- [Reading text]

The Church of England Synod is due to examine the issue of baby milk marketing in July.

For more information contact:

Mike Brady, Baby Milk Action, 23 St Andrew's Street, Cambridge, CB2 3AX, UK.
Tel: +44 (0)1223 464420, Fax: +44 (0)1223 464417.

Dr. Roumjana Modeva or Mariela Todorova, Women and Mothers against Violence, Bulgaria.
Tel: +359 2 326088. E-mail:

Notes for editors:

  1. According to UNICEF, reversing the decline in breastfeeding could save the lives of 1.5 million infants around the world every year. Where water is unsafe an artificially-fed child is up to 25 times more likely to die as a result of diarrhoea than a breastfed child. Even in the most hygienic of conditions an artificially-fed child is at increased risk of diabetes, respiratory infections and allergies.

  2. The International Code of Marketing of Breastmilk Substitutes was adopted by the World Health Assembly in 1981 as a "minimum requirement" to be implemented by Member States "in its entirety." Subsequent Resolutions have addressed questions of interpretation and changes in marketing practices and scientific knowledge.

  3. Pictures for articles can be down-loaded. These include violations in Bulgaria, Mike Brady meeting Dr. Modeva in Sofia, the winning entries in a Bulgarian Boycott Nestle drawing competition and a picture of the Bulgarian Parliament. Also see the codewatch and resources sections.

  4. The Managing Director of Nestlé India faces a prison sentence if convicted in a long-running court case over labelling. Nestlé has taken the Indian Government to court and is attempting to have key sections of the law revoked. When Zimbabwe was introducing legislation, Nestlé threatened to close down its factory.

  5. Nestlé includes a letter from Bulgaria in its public relations book, Nestlé implementation of the WHO Code, but the letter does not even refer to the International Code and UNICEF described it as non-committal. It appears that Nestlé has been attempting to convince European governments that they cannot implement the Code, but must follow a weaker European Union Directive. This is not even true for countries within the European Union.

  6. The boycott was launched in 1977, then suspended in 1984 when Nestlé gave an undertaking to abide by the International Code. Monitoring found that Nestlé did not keep its promise and the boycott was re-launched in 1989. Today it is active in 19 countries. (See the History of the Campaign).

- [Work instruction 1]
According to the text on baby milk marketing, in what year did the World Health Assembly adopt the International Code of Marketing of Breastmilk Substitutes?
- [Work instruction 2]
List every picture that the text on baby milk marketing says can be downloaded for articles.

Stored data entries:

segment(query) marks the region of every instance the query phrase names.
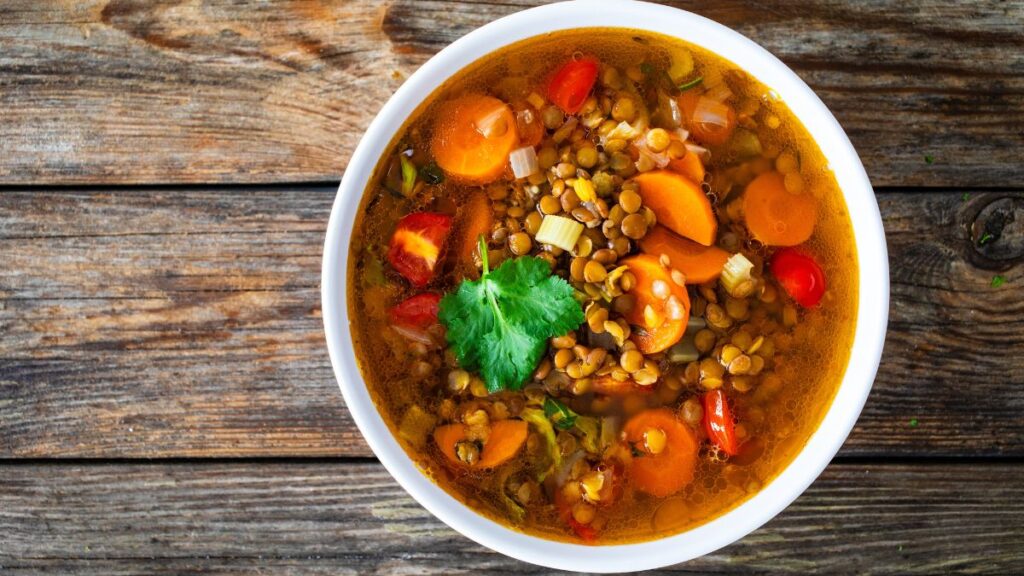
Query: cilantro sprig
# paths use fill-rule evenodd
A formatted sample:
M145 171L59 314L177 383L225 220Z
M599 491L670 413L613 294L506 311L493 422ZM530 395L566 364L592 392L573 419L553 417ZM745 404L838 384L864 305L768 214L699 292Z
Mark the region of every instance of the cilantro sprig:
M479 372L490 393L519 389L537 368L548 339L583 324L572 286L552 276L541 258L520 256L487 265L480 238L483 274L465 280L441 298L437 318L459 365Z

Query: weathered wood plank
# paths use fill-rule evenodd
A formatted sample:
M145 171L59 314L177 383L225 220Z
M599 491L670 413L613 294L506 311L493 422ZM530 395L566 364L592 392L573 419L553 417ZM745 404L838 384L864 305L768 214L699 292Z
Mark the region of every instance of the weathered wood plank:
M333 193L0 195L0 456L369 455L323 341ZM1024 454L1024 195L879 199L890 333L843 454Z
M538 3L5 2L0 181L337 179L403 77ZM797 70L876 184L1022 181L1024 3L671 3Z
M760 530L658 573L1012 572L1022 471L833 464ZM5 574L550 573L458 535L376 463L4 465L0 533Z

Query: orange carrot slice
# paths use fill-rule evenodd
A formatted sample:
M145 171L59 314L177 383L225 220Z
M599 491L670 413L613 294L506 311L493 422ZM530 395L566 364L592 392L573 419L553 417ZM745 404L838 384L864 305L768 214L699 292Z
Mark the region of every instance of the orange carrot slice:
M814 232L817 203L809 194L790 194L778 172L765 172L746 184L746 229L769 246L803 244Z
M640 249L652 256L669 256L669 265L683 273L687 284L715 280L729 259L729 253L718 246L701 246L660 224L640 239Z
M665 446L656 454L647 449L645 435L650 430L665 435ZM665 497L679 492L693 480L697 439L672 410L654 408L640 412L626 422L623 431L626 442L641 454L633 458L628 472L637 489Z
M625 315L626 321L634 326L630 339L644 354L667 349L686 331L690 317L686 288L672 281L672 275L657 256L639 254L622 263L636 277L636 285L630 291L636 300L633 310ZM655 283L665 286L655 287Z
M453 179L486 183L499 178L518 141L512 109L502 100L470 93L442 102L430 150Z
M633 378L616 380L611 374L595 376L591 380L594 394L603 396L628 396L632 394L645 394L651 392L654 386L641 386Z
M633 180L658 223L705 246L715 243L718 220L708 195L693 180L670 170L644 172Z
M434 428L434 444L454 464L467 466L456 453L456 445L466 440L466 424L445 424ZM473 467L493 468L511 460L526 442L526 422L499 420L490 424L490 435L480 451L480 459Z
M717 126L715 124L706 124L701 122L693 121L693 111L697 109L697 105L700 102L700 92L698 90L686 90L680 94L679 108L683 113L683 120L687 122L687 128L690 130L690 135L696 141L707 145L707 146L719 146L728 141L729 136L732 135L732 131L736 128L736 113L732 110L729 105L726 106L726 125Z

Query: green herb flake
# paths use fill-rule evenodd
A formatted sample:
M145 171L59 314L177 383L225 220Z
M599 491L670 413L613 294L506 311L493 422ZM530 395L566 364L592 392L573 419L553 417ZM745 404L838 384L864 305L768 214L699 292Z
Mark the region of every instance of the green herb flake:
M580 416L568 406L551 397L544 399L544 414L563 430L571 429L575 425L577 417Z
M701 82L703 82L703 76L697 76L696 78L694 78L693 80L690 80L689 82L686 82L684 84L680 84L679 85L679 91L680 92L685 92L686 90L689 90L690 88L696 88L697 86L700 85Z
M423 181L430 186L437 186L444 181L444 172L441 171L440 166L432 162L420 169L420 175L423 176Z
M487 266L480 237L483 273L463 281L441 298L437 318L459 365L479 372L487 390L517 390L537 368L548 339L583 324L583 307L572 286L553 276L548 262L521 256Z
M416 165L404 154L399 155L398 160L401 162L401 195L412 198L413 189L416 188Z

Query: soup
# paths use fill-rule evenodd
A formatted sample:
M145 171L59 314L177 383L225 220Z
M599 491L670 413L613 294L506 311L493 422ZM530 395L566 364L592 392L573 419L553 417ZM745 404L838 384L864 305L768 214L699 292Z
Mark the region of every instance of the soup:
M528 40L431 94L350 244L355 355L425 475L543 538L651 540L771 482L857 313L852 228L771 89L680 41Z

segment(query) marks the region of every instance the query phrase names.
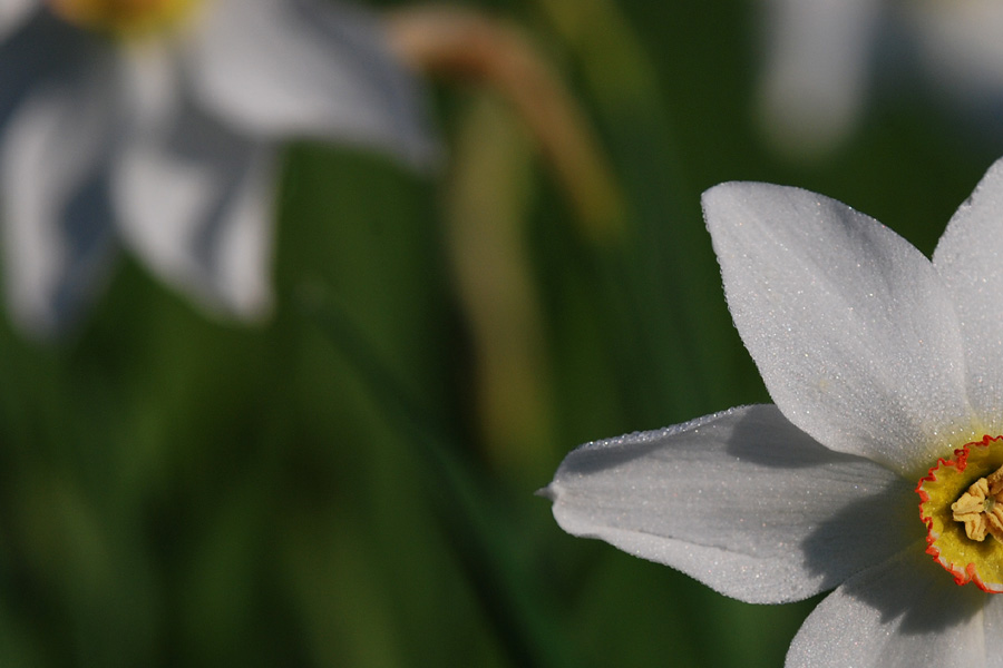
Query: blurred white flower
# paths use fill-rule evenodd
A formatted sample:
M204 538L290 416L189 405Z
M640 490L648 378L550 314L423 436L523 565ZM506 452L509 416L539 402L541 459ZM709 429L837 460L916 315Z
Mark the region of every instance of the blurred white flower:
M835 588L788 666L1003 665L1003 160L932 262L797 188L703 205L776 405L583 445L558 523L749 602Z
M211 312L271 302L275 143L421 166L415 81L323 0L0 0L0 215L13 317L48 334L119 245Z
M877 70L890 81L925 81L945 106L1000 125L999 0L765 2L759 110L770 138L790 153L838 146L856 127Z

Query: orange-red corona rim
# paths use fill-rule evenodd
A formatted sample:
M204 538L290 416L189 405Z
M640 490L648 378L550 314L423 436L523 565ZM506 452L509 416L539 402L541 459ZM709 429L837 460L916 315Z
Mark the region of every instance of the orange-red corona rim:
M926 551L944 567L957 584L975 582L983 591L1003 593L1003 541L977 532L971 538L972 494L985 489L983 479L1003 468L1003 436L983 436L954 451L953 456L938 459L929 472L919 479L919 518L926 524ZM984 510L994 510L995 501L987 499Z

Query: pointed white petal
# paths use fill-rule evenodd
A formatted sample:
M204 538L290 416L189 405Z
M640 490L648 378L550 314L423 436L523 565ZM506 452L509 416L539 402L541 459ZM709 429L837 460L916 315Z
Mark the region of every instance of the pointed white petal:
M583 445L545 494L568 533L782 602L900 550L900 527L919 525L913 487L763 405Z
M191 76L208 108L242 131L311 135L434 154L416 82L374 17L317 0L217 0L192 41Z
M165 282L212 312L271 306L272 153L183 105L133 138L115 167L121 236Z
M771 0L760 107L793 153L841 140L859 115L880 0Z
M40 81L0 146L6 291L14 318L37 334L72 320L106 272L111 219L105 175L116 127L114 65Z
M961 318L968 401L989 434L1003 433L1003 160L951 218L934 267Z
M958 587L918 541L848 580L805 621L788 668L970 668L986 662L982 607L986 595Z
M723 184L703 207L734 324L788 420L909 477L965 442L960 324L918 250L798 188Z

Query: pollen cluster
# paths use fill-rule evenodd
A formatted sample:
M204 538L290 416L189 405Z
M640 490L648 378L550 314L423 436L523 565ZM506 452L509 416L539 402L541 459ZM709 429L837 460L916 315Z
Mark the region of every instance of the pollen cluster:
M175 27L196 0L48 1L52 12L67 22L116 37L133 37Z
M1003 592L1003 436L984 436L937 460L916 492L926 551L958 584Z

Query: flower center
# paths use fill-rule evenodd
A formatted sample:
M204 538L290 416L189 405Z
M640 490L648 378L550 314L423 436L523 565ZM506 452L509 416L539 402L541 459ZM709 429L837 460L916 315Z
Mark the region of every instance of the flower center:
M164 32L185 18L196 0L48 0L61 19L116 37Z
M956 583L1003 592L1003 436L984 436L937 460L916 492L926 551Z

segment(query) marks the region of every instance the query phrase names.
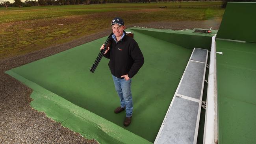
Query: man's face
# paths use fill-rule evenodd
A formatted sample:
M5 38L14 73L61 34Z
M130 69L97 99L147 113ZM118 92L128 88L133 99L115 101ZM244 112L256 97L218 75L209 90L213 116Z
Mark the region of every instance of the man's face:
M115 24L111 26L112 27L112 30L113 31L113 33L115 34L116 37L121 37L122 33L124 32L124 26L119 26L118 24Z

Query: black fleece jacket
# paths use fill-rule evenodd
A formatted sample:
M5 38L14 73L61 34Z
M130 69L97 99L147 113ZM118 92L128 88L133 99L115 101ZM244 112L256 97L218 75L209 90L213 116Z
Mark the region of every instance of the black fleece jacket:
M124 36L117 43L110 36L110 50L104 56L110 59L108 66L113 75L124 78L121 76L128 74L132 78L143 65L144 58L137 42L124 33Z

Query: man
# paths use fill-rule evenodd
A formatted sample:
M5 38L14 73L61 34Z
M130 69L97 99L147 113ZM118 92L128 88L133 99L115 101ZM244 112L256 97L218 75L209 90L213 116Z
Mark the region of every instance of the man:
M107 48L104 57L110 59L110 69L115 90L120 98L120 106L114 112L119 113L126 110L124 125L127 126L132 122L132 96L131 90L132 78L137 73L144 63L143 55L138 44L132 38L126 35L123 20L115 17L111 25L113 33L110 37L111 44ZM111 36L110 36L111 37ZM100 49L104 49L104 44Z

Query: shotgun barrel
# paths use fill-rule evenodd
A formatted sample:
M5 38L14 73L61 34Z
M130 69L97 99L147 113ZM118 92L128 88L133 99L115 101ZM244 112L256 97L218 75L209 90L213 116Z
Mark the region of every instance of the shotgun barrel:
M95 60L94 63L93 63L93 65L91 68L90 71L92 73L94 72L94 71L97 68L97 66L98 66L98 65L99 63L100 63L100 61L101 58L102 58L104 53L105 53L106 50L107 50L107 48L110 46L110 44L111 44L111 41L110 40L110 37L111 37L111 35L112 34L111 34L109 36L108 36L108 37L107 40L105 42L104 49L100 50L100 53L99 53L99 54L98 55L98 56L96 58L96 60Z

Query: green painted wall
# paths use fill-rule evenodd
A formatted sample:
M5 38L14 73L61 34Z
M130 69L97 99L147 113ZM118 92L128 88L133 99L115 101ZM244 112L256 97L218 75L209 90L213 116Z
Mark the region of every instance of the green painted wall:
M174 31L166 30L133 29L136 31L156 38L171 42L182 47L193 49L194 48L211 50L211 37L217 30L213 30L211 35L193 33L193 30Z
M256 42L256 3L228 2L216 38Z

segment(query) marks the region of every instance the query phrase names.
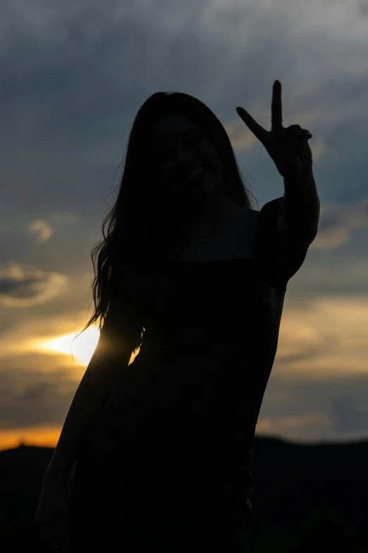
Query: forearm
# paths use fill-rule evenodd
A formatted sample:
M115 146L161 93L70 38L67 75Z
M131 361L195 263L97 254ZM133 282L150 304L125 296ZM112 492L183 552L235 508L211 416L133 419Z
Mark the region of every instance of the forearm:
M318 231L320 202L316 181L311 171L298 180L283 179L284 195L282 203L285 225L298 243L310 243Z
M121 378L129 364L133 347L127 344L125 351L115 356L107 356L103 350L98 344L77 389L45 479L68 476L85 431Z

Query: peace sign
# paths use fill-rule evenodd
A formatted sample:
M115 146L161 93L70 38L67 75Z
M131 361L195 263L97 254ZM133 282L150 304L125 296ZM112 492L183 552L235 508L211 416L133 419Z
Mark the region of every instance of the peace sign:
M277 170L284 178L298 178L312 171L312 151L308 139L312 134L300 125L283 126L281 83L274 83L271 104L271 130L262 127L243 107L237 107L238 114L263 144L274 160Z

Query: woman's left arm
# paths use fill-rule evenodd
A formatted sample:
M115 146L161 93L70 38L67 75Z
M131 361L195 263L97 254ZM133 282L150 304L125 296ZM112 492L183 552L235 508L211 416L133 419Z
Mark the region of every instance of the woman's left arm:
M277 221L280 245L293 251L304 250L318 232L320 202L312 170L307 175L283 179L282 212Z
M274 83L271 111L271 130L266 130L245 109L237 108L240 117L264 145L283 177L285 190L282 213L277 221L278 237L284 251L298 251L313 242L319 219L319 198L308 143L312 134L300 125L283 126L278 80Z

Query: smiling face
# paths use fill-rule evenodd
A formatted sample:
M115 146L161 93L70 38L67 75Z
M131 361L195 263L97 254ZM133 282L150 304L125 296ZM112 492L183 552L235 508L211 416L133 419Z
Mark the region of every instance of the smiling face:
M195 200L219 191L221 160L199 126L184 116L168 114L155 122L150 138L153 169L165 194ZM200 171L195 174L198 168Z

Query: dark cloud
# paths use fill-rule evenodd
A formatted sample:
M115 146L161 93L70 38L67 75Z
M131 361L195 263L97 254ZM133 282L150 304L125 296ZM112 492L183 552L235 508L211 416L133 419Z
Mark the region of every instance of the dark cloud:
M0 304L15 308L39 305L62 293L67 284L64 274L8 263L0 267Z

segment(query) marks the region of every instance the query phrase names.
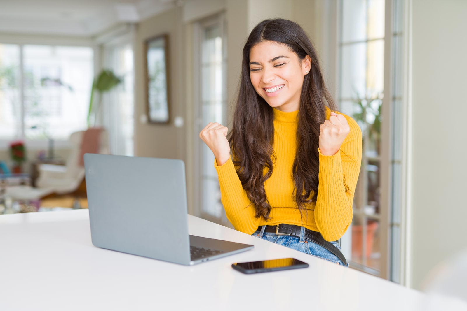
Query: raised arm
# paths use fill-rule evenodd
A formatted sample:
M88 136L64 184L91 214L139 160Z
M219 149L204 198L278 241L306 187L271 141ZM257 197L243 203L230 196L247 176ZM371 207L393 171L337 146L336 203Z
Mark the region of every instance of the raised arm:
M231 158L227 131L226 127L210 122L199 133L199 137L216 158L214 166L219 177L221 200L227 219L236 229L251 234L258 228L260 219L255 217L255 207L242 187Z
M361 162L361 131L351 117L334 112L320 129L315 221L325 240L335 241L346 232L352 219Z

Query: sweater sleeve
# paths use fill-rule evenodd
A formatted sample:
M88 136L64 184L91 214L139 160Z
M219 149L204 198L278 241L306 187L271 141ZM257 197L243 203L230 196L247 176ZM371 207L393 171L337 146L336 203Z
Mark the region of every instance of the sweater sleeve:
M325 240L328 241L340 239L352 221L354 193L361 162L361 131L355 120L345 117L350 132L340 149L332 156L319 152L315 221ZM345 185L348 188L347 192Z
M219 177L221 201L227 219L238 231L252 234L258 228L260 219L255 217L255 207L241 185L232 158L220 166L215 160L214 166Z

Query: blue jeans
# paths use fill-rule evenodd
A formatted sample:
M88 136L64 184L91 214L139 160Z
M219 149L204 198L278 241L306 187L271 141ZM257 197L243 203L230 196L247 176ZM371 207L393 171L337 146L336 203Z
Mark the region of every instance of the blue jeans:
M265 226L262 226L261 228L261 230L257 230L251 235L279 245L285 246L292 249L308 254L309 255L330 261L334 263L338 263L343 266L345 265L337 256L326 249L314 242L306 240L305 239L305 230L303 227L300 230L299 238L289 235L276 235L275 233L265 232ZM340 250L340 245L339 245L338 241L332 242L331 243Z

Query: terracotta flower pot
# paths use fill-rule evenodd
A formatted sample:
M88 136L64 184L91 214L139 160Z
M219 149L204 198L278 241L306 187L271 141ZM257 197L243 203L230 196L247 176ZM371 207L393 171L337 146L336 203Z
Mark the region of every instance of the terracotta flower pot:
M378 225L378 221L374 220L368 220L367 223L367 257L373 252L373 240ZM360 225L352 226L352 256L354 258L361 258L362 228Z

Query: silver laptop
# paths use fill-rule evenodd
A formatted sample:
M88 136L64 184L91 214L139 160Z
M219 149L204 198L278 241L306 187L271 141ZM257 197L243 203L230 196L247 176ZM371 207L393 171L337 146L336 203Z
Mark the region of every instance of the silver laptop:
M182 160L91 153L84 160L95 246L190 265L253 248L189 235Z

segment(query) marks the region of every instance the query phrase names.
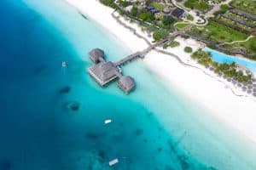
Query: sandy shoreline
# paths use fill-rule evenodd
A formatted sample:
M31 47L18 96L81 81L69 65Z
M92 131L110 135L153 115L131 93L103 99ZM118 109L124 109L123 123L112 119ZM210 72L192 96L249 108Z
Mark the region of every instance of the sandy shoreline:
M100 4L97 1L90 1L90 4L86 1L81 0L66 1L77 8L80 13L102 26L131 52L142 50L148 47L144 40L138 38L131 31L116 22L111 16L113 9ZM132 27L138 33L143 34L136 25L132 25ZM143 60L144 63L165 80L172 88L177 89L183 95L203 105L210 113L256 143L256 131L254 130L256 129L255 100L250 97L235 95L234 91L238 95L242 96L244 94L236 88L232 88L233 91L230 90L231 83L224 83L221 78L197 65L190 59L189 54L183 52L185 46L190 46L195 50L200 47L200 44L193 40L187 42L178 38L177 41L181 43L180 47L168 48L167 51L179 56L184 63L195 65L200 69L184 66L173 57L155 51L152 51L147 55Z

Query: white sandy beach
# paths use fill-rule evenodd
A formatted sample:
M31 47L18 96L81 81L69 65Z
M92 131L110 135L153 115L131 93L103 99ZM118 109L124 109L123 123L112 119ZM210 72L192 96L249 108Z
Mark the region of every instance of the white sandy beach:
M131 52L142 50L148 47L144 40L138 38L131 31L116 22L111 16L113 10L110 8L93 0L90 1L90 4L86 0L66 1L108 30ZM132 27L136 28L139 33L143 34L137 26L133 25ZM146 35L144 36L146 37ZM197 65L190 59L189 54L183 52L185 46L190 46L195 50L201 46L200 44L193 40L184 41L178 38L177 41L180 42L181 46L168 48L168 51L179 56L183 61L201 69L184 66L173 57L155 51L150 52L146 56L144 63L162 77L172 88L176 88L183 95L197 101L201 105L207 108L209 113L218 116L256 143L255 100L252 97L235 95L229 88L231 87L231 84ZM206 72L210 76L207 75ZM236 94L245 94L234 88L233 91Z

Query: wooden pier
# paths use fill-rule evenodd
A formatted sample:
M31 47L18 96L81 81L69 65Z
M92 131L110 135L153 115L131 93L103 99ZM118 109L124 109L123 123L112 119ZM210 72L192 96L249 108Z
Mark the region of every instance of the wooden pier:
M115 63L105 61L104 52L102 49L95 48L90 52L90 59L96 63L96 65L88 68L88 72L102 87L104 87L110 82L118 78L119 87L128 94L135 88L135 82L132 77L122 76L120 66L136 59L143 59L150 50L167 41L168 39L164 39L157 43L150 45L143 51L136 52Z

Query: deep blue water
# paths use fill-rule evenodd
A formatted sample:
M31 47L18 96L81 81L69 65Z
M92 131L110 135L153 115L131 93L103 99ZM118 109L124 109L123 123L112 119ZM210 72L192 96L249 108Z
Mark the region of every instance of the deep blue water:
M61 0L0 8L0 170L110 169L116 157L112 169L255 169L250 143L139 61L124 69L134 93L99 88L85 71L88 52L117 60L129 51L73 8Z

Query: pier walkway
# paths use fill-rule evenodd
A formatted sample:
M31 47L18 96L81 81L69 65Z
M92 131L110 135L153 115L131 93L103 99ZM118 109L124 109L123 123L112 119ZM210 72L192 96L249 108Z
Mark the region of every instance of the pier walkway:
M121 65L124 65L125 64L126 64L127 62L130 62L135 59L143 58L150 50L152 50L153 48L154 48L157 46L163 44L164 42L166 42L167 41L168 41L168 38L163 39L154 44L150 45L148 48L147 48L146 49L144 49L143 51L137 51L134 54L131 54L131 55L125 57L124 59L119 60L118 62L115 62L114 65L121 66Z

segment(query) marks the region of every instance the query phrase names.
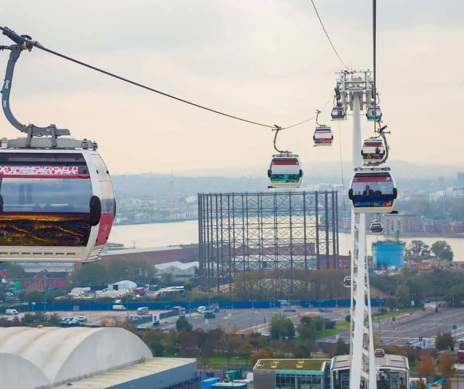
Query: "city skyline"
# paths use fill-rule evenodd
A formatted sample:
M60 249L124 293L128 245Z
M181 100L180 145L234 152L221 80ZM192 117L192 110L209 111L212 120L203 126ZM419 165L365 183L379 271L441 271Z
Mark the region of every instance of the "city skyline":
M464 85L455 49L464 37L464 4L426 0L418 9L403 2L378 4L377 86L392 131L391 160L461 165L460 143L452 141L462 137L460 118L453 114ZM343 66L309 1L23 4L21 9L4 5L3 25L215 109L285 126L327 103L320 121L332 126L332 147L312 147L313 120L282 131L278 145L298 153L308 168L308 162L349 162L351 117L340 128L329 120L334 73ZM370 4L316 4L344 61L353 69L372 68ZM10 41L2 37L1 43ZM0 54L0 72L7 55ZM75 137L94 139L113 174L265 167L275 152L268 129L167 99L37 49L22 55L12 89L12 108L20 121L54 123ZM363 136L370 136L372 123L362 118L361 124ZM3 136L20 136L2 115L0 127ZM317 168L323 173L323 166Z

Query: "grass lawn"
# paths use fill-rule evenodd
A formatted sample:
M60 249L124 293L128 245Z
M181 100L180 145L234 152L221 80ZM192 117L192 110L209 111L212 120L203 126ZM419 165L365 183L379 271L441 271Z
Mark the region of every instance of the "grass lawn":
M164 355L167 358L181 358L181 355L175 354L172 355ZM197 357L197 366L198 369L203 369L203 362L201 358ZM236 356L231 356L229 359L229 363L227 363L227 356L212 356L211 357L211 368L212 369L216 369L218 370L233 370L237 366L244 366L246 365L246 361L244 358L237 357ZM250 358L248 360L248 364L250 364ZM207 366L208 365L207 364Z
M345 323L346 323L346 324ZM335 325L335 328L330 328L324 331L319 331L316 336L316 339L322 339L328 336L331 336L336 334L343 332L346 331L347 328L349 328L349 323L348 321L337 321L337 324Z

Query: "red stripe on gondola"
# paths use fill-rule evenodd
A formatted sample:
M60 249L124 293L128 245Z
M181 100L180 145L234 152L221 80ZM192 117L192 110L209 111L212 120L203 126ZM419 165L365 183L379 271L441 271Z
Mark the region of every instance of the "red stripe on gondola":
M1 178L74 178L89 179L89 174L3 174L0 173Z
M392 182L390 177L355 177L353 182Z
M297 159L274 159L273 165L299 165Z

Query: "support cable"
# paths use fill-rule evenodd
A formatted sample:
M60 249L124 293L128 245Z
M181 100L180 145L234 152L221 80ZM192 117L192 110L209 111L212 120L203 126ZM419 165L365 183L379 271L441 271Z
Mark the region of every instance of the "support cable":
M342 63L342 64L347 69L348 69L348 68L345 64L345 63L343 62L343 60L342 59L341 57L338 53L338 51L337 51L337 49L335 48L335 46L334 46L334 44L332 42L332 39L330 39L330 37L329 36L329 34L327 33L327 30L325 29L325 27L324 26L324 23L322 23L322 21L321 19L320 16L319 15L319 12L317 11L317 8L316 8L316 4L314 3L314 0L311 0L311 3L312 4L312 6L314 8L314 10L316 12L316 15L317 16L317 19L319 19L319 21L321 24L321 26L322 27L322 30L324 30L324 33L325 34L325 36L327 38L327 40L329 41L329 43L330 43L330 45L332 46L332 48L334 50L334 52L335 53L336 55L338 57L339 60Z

- [Reply 1]
1981

- [Reply 2]
- Violations in Bulgaria
- Mike Brady meeting Dr. Modeva in Sofia
- The winning entries in a Bulgarian Boycott Nestle drawing competition
- A picture of the Bulgarian Parliament